[Location identification entries]
..............................

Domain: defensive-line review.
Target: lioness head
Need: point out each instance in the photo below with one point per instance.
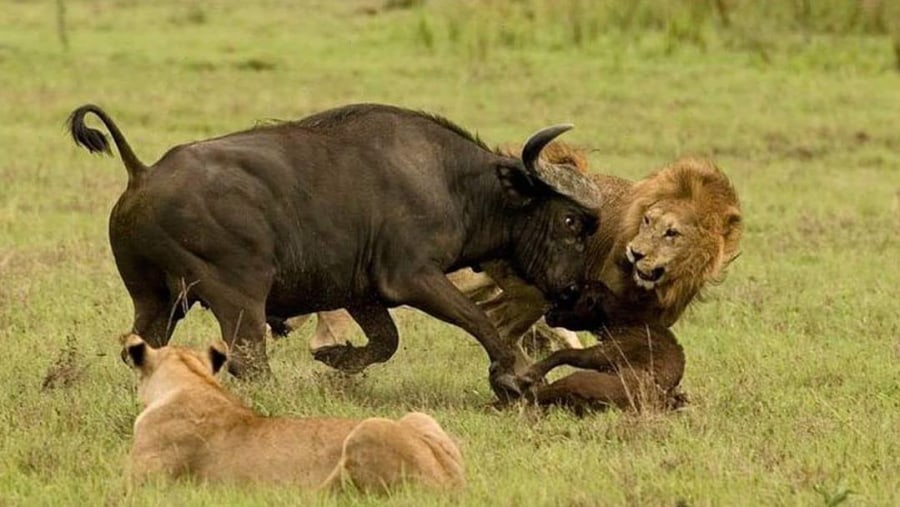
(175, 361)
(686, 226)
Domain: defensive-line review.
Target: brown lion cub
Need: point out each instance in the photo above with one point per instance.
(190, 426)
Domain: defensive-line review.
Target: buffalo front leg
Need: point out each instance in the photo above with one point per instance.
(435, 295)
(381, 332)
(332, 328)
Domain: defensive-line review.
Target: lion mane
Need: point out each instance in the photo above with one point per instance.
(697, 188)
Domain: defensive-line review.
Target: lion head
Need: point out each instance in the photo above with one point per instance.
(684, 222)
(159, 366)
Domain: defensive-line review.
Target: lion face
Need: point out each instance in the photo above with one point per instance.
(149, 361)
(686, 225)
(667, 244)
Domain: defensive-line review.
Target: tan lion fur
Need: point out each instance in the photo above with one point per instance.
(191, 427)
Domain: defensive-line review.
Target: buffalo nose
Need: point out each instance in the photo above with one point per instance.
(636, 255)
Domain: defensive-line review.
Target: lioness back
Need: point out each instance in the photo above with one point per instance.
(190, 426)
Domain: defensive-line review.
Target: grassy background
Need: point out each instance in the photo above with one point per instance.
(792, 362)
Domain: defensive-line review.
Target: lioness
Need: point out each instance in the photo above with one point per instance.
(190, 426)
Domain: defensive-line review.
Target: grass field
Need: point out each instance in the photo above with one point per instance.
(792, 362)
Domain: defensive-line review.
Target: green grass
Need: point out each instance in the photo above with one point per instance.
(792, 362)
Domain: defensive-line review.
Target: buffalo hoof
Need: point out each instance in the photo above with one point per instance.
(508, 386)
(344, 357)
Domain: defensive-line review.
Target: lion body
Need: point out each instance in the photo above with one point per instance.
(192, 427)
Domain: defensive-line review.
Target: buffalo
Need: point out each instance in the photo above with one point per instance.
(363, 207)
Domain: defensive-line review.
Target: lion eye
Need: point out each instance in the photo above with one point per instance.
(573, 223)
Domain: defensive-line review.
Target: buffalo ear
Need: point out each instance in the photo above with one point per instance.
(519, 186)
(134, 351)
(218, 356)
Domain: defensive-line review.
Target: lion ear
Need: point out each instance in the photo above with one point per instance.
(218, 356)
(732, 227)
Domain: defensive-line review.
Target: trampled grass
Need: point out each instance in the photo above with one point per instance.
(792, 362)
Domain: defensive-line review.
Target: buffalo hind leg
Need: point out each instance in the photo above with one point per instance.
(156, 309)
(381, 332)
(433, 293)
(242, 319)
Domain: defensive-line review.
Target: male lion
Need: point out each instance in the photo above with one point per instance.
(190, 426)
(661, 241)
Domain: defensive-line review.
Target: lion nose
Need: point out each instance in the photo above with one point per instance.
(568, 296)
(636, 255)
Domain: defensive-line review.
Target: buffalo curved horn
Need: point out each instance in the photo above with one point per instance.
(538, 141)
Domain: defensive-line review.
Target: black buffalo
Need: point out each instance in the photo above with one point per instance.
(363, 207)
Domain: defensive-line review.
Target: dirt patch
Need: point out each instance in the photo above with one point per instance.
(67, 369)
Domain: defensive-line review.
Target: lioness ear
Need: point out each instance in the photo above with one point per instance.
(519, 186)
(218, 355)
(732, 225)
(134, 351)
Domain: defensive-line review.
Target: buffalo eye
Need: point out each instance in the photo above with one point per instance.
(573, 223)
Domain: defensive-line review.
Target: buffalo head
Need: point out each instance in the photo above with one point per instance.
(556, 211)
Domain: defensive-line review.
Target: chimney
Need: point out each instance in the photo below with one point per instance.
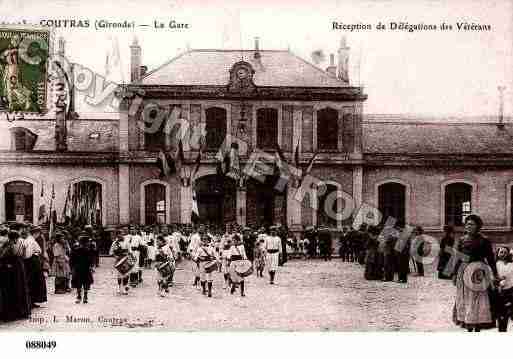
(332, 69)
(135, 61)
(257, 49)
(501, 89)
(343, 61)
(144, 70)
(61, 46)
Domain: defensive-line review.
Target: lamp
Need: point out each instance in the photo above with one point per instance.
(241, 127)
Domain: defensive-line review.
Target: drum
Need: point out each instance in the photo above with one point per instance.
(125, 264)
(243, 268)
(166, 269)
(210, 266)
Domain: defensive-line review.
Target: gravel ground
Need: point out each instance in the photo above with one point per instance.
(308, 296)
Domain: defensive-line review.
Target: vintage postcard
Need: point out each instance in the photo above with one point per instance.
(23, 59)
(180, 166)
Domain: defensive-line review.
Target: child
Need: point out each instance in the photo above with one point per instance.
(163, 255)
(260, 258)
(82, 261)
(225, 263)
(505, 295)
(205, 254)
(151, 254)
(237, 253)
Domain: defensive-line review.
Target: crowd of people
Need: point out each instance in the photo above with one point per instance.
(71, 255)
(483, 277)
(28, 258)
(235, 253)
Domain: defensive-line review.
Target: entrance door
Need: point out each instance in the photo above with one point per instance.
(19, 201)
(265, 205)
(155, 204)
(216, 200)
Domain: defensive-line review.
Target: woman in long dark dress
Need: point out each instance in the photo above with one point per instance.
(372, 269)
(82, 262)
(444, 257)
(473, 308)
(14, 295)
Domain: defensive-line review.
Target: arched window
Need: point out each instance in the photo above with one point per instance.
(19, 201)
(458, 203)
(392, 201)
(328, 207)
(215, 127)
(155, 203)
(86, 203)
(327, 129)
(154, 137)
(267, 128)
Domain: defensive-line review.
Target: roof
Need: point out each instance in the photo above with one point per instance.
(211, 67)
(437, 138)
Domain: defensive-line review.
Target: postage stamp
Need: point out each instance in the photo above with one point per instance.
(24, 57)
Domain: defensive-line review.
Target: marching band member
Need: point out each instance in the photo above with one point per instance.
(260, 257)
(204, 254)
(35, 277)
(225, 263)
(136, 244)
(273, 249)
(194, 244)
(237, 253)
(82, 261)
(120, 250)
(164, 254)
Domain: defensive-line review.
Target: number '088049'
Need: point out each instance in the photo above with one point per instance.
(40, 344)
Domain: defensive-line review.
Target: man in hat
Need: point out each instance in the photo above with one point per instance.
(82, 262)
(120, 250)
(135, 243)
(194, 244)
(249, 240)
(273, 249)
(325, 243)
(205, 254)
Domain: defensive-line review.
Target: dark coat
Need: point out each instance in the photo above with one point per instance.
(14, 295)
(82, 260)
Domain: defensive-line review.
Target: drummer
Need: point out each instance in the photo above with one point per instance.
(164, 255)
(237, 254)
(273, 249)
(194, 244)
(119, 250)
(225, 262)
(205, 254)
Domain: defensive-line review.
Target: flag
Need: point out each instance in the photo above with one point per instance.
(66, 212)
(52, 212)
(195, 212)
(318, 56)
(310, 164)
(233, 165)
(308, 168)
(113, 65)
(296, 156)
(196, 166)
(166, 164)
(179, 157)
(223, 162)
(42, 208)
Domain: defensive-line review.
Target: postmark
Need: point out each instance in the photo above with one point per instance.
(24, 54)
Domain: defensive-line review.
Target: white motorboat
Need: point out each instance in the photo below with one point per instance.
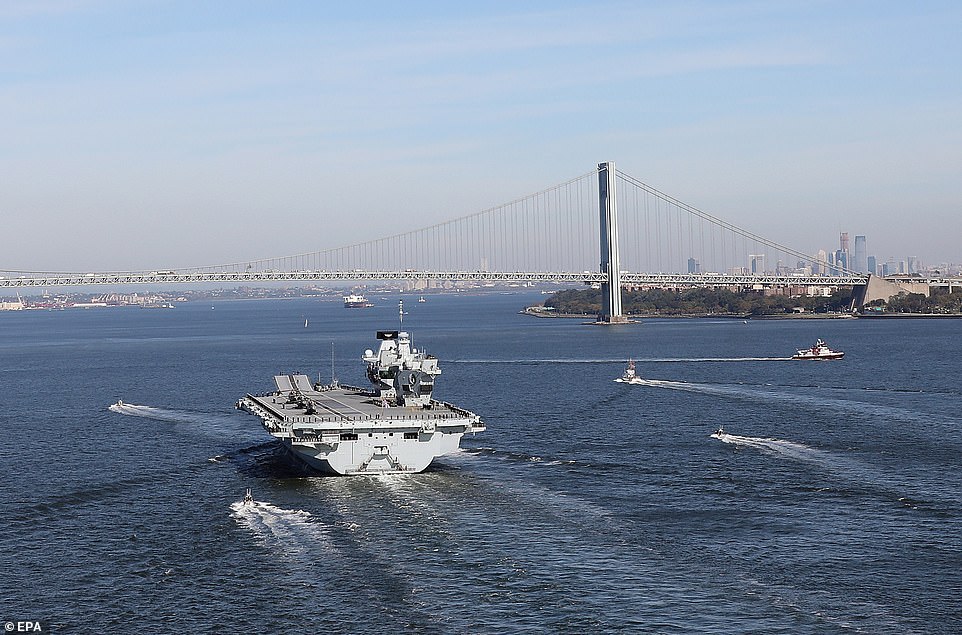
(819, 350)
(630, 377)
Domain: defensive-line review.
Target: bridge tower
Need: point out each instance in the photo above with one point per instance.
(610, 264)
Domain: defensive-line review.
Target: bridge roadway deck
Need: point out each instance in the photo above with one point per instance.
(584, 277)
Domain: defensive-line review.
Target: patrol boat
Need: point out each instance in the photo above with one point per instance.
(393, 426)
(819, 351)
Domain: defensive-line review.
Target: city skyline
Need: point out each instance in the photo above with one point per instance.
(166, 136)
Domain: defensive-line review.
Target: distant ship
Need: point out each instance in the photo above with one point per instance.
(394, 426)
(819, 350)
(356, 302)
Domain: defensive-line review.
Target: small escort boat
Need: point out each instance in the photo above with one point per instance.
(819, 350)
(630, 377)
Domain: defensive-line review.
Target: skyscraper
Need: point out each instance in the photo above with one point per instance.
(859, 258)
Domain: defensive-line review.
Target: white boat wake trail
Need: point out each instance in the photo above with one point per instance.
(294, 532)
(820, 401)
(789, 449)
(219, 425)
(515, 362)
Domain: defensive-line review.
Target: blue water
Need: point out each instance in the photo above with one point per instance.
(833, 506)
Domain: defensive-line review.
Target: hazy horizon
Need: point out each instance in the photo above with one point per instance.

..............................

* _WHAT NEEDS TO BE DONE_
Find every line above that contains the string "head" and copy each of those lines.

* _CORRECT RESULT_
Target: lioness head
Target: lion head
Target: buffalo head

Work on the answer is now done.